■ **作業要件**:
a – 光重合開始剤に関する文章から、「また、その他の好ましいスルホ」から「ュアTPOなどが挙げられる。」までの部分を、終わりの語句も含めて一字一句変えずに抜き出してください。
b – 光重合開始剤に関する文章で、「更に好ましい」とされている群に含まれる化合物をすべて挙げてください。

■ **ページ**:
========

また、その他の好ましいスルホニウム塩としては、トリアリールスルホニウム塩の1つの置換基がクマリン、アントアキノン構造を有し、300nm以上に吸収を有するスルホニウム塩が挙げられる。別の好ましいスルホニウム塩としては、トリアリールスルホニウム塩が、アリールオキシ基、アリールチオ基を置換基に有する300nm以上に吸収を有するスルホニウム塩が挙げられる。
【0158】
また、オニウム塩化合物としては、J.V.Crivello et al,Macromolecules,10(6),1307(1977)、J.V.Crivello et al,J.Polymer Sci.,Polymer Chem.Ed.,17,1047(1979)に記載のセレノニウム塩、C.S.Wen et al,Teh,Proc.Conf.Rad.Curing ASIA,p478 Tokyo,Oct(1988)に記載のアルソニウム塩等のオニウム塩を用いることもできる。
【0159】
アシルホスフィン系化合物としては、チバ・スペシャルティ・ケミカルズ社製のイルガキュア819、ダロキュア4265、ダロキュアTPOなどが挙げられる。
【0160】
アルキルアミノ化合物としては、例えば、特開平9−281698号公報の段落番号[0047]、特開平6−19240号公報、特開平6−19249号公報等に記載のジアルキルアミノフェニル基を有する化合物やアルキルアミン化合物が挙げられる。具体的には、ジアルキルアミノフェニル基を有する化合物としてはp−ジメチルアミノ安息香酸エチル等の化合物や、p−ジエチルアミノベンズカルバルデヒド、9−ジュロリジルカルバルデヒド等のジアルキルアミノフェニルカルバルデヒドが、アルキルアミン化合物としてはトリエタノールアミン、ジエタノールアミン、トリエチルアミン等が挙げられる。
【0161】
本発明に用いられる(D)光重合開始剤としては、露光感度の観点から、トリアジン系化合物、アルキルアミノ化合物、ベンジルジメチルケタール化合物、α−ヒドロキシケトン化合物、α−アミノケトン化合物、アシルホスフィン系化合物、ホスフィンオキサイド系化合物、メタロセン化合物、オキシム系化合物、ビイミダゾール系化合物、オニウム系化合物、ベンゾチアゾール系化合物、ベンゾフェノン系化合物、アセトフェノン系化合物及びその誘導体、シクロペンタジエン−ベンゼン−鉄錯体及びその塩、ハロメチルオキサジアゾール化合物、3−アリール置換クマリン化合物からなる群より選択される少なくとも1種の化合物が好ましい。
【0162】
より好ましくは、トリアジン系化合物、アルキルアミノ化合物、α−アミノケトン化合物、アシルホスフィン系化合物、ホスフィンオキサイド系化合物、オキシム系化合物、ビイミダゾール系化合物、オニウム系化合物、ベンゾフェノン系化合物、アセトフェノン系化合物であり、トリアジン系化合物、アルキルアミノ化合物、オキシム系化合物、ビイミダゾール系化合物からなる群より選ばれる少なくとも1種の化合物が更に好ましい。

========

■ **提供資料**:
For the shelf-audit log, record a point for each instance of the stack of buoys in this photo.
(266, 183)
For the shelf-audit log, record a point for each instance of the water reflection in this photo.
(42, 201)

========

■ **解答一覧**:
a –
また、その他の好ましいスルホニウム塩としては、トリアリールスルホニウム塩の1つの置換基がクマリン、アントアキノン構造を有し、300nm以上に吸収を有するスルホニウム塩が挙げられる。別の好ましいスルホニウム塩としては、トリアリールスルホニウム塩が、アリールオキシ基、アリールチオ基を置換基に有する300nm以上に吸収を有するスルホニウム塩が挙げられる。
【0158】
また、オニウム塩化合物としては、J.V.Crivello et al,Macromolecules,10(6),1307(1977)、J.V.Crivello et al,J.Polymer Sci.,Polymer Chem.Ed.,17,1047(1979)に記載のセレノニウム塩、C.S.Wen et al,Teh,Proc.Conf.Rad.Curing ASIA,p478 Tokyo,Oct(1988)に記載のアルソニウム塩等のオニウム塩を用いることもできる。
【0159】
アシルホスフィン系化合物としては、チバ・スペシャルティ・ケミカルズ社製のイルガキュア819、ダロキュア4265、ダロキュアTPOなどが挙げられる。

b – トリアジン系化合物、アルキルアミノ化合物、オキシム系化合物、ビイミダゾール系化合物